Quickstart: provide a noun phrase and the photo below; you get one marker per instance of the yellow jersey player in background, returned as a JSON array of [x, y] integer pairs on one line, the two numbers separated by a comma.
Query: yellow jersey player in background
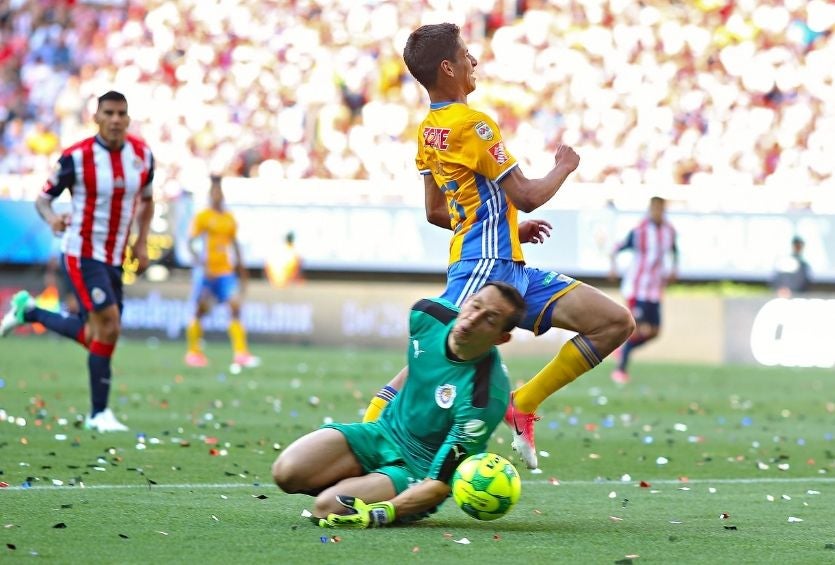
[[217, 278], [474, 187]]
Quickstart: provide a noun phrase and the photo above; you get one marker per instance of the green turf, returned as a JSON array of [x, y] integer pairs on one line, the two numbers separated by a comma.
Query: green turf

====

_ACTION ITEM_. The listing above must be repeated exactly. Its pictures are not part of the copy.

_ANSWER SPACE_.
Quickstart: provide a noun phrase and the photo below; you get one marker per instance of the yellow jersey player in background, returned as a JSON array of [x, y] integer pairs on one line, the two numbers separated by a comma.
Query: yellow jersey player in background
[[217, 278], [474, 187]]
Quickstart: provide a noun phrase and the photo above; you get one marker per instance of the green turf, returned as a JSON array of [x, y] integer pairs on one line, the two numbers separated by a comma.
Query: green turf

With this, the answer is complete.